Task brief:
Nothing but the lines from the one that contains "Indicate the round" through the end of the listing should appear, set down exactly.

* * * * * * *

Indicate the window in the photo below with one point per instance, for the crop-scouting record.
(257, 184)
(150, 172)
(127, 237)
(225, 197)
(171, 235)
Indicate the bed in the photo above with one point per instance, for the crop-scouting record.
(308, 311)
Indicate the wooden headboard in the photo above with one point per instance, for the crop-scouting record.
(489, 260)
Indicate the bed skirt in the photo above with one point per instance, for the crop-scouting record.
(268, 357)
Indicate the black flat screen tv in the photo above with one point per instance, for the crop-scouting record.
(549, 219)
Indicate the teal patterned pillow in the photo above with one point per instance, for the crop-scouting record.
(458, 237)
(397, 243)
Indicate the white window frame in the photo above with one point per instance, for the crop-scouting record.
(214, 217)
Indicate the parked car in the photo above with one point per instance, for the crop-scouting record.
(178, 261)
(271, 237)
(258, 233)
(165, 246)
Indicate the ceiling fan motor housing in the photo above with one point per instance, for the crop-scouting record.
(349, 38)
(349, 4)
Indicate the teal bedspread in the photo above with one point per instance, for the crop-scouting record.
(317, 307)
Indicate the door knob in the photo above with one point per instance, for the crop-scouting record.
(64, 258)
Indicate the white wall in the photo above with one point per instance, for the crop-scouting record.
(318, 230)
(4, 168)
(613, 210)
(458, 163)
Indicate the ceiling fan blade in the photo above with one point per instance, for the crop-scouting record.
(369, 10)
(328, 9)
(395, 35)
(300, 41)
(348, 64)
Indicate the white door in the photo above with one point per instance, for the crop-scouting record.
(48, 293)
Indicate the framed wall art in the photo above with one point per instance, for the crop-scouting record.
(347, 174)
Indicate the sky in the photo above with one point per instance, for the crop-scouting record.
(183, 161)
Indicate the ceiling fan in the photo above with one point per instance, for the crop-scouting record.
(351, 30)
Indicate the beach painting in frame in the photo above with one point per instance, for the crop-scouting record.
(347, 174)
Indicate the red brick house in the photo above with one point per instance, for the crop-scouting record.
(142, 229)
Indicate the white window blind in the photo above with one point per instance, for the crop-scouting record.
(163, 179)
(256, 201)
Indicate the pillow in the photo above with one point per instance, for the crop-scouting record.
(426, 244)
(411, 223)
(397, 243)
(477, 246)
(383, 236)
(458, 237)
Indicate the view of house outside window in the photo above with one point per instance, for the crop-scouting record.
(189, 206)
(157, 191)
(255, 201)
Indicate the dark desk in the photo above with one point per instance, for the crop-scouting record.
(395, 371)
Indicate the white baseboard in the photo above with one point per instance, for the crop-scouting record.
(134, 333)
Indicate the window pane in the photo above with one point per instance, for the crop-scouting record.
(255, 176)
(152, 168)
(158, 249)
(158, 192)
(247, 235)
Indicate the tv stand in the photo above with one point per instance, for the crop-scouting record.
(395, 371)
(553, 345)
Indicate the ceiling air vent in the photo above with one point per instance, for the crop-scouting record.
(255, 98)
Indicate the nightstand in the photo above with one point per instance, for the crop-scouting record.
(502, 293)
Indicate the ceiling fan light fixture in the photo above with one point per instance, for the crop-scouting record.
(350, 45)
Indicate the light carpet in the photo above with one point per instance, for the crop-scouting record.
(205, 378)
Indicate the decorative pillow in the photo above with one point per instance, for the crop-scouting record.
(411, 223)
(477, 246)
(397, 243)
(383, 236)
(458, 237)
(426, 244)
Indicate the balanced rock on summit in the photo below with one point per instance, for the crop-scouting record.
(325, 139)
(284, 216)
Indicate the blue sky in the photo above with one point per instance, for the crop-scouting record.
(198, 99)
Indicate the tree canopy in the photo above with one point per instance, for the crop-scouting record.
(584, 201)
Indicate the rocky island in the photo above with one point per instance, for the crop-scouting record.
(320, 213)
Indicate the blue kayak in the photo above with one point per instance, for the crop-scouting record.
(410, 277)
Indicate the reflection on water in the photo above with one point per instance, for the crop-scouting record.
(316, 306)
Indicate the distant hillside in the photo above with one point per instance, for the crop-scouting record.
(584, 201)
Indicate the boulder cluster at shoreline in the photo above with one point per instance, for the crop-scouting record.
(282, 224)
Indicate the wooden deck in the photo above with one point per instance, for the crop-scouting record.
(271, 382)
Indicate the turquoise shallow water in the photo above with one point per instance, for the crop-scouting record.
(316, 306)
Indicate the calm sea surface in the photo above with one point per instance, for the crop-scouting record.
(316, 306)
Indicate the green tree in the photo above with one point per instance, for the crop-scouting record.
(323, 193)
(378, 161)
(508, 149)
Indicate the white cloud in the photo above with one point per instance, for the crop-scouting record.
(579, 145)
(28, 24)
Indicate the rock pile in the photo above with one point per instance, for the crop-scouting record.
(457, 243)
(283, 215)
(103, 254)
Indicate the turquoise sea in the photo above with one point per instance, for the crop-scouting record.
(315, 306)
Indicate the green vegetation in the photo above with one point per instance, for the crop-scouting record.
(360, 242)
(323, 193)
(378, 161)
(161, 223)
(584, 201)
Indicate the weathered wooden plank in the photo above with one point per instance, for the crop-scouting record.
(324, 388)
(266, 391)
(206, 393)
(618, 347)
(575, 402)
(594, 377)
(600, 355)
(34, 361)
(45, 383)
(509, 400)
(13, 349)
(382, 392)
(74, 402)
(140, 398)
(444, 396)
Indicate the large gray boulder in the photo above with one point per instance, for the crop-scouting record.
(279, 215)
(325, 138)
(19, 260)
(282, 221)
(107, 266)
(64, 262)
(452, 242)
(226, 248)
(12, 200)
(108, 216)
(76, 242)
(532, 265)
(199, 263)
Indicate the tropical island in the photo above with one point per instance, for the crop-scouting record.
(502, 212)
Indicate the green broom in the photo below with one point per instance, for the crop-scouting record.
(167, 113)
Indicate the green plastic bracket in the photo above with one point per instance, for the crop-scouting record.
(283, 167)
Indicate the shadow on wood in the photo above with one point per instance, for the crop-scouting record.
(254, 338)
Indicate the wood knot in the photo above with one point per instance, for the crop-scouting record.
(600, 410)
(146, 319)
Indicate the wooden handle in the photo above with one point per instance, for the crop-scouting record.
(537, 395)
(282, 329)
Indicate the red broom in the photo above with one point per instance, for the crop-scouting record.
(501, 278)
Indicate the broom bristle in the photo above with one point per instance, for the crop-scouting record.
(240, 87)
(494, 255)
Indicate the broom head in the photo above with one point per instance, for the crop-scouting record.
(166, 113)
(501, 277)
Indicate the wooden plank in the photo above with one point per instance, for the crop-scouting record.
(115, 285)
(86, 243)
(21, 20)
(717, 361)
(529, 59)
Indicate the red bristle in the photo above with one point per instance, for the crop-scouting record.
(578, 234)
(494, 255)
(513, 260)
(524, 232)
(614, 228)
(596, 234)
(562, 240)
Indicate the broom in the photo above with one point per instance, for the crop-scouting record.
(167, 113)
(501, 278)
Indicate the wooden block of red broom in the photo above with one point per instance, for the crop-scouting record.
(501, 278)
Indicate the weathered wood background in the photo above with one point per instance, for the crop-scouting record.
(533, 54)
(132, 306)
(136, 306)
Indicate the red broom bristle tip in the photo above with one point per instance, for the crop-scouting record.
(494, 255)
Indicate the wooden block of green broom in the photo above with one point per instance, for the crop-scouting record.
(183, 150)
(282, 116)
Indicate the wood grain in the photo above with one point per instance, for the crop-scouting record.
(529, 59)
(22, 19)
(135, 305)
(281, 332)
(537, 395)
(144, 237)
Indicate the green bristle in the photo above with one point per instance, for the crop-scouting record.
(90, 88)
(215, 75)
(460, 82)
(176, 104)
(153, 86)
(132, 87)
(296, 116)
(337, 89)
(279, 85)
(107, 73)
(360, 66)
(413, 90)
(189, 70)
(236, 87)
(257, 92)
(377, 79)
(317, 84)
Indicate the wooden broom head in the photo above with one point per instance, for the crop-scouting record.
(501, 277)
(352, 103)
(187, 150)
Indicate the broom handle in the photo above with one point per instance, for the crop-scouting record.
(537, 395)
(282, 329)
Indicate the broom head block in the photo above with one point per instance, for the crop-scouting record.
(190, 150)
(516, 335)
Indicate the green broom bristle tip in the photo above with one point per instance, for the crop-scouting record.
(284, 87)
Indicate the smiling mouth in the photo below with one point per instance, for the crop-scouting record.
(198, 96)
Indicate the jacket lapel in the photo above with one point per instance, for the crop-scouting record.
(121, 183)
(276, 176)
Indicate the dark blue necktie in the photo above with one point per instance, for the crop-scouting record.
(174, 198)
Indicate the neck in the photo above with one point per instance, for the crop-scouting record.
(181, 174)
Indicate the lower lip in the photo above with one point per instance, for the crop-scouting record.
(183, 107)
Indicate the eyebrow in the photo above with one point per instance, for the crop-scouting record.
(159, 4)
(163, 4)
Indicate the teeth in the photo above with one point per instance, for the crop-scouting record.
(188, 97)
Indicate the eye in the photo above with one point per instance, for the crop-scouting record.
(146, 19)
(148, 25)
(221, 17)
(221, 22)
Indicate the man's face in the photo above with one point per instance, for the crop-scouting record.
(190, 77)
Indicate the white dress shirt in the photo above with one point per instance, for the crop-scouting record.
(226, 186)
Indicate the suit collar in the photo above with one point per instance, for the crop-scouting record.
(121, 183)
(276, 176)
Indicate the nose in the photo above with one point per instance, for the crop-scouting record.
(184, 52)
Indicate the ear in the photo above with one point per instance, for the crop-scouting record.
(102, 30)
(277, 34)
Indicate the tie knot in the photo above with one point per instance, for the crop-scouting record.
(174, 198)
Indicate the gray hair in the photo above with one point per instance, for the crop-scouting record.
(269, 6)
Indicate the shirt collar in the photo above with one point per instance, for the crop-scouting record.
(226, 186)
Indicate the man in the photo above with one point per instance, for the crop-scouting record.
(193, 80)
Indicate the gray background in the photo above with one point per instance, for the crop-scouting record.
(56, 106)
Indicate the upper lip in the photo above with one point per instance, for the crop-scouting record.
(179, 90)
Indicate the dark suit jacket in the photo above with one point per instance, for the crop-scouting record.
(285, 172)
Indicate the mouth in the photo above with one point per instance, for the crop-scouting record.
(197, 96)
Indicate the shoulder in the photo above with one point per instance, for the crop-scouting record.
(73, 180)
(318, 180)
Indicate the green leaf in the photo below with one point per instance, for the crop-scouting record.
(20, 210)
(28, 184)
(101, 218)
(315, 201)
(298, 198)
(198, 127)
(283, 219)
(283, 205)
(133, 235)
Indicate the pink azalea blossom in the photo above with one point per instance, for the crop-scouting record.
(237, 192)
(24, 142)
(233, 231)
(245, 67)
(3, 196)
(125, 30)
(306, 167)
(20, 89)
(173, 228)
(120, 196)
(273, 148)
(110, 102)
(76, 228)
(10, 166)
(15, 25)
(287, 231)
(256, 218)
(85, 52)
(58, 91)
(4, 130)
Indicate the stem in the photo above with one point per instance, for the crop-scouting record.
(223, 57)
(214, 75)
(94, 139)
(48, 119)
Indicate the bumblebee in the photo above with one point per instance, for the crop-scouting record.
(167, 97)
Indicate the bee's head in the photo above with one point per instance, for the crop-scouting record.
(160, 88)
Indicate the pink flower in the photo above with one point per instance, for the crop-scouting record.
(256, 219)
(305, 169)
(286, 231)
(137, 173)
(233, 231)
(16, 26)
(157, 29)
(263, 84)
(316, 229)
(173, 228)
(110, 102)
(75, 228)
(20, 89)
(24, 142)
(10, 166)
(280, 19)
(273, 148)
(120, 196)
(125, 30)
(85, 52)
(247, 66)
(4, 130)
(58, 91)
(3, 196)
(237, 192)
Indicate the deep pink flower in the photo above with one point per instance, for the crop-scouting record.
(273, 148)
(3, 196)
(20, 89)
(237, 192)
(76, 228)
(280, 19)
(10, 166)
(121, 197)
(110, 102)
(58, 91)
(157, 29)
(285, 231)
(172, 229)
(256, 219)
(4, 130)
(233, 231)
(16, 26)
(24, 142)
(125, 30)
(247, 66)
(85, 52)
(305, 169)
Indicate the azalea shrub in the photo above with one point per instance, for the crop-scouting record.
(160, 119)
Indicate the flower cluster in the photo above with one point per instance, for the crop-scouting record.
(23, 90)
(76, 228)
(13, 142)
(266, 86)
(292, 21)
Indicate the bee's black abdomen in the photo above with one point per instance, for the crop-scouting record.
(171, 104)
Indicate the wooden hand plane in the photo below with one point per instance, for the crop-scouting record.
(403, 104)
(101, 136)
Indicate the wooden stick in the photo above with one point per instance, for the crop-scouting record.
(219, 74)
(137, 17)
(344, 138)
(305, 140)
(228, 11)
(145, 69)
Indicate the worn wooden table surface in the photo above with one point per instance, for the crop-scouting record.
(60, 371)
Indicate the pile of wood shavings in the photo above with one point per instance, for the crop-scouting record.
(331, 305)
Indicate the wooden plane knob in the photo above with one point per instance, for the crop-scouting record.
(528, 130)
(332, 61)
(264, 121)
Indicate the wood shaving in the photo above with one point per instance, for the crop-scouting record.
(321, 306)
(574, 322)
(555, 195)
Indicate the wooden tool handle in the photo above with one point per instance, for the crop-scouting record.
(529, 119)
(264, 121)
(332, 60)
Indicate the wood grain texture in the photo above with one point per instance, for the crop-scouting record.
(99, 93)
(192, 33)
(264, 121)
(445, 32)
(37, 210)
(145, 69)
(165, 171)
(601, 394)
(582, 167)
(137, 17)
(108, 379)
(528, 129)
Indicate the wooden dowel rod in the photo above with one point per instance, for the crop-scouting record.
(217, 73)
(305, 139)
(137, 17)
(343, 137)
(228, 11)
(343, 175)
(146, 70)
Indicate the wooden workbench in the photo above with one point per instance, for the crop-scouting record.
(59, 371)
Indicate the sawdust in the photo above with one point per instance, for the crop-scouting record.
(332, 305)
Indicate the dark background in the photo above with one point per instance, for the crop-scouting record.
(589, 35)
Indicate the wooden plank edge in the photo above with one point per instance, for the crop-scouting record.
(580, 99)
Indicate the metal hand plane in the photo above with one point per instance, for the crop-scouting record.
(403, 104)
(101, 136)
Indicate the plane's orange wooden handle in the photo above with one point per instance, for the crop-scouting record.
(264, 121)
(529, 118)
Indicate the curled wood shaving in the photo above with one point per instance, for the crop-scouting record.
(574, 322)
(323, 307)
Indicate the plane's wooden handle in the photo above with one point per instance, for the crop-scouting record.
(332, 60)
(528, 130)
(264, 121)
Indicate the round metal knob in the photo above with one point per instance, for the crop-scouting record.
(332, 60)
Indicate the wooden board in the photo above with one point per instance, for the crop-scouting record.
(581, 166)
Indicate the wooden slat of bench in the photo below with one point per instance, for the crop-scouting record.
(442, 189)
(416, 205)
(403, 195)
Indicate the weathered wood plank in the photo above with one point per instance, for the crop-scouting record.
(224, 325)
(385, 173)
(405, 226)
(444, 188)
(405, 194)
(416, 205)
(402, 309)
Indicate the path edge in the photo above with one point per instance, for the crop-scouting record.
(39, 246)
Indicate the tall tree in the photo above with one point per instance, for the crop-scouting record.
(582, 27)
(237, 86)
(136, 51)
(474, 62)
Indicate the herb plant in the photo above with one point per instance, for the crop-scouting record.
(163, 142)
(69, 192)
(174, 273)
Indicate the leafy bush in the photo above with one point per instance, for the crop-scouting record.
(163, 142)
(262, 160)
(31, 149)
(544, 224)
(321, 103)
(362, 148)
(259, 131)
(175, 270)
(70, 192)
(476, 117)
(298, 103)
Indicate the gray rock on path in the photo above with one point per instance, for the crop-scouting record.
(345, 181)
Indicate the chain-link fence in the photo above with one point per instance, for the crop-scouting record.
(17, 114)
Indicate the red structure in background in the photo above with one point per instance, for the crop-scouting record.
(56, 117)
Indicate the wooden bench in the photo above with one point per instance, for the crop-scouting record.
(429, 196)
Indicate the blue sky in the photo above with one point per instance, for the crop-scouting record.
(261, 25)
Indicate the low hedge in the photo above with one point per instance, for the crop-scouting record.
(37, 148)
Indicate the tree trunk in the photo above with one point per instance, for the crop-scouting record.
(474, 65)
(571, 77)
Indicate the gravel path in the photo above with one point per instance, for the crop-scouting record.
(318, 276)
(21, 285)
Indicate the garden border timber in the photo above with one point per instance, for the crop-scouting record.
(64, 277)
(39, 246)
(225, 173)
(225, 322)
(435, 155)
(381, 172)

* * * * * * *

Answer to this task:
Indicate the round metal knob in the photo above with one point per instance, for the crop-scouting record.
(332, 60)
Indicate the wooden board in the photo above with one point per instance, for the crop-scouting record.
(581, 166)
Indicate the wooden slat of bench in the photo below with one point per instance, for the crop-scouting record.
(442, 189)
(416, 205)
(403, 195)
Indicate the weathered wood plank in the photo above with one point per instance, for the crop-scouting record.
(224, 325)
(385, 173)
(405, 226)
(444, 188)
(405, 194)
(416, 205)
(402, 309)
Indicate the path edge in the photo above with one point per instance, for the crop-scouting record.
(39, 246)
Indicate the tall tree in the photo above with one point per instance, for the crop-scouting record.
(582, 27)
(237, 86)
(136, 51)
(474, 62)
Indicate the herb plant in the photo above with one point per instance, for the crop-scouting record.
(163, 142)
(69, 192)
(174, 273)
Indicate the leafy bush in the photo above with one point per instance, for the crop-scouting record.
(163, 142)
(262, 160)
(31, 149)
(544, 224)
(321, 103)
(362, 148)
(259, 131)
(175, 270)
(70, 192)
(476, 117)
(298, 103)
Indicate the gray rock on path in the photo above with one point per instance, for the crop-scouting record.
(345, 181)
Indicate the chain-link fence in the photo above with one point per instance, for the crop-scouting record.
(17, 114)
Indicate the red structure in background in the photo above with one point per instance, for the crop-scouting record.
(56, 117)
Indicate the wooden bench in the photo above with one point per instance, for the crop-scouting record.
(429, 196)
Indicate the blue sky in the photo above with one point per instance, for the crop-scouting record.
(261, 25)
Indicate the low hedge in the photo above with one point per instance, for the crop-scouting record.
(37, 148)
Indicate the tree trunk in the photo above with one point per instance, for the crop-scouting record.
(474, 65)
(571, 77)
Indicate the gravel path in the photo above with one point per instance, for the crop-scouting record.
(318, 276)
(21, 285)
Indicate the garden border timber in the photo above with one point per instance, for the crop-scouting record.
(64, 277)
(39, 246)
(225, 173)
(225, 322)
(435, 155)
(381, 172)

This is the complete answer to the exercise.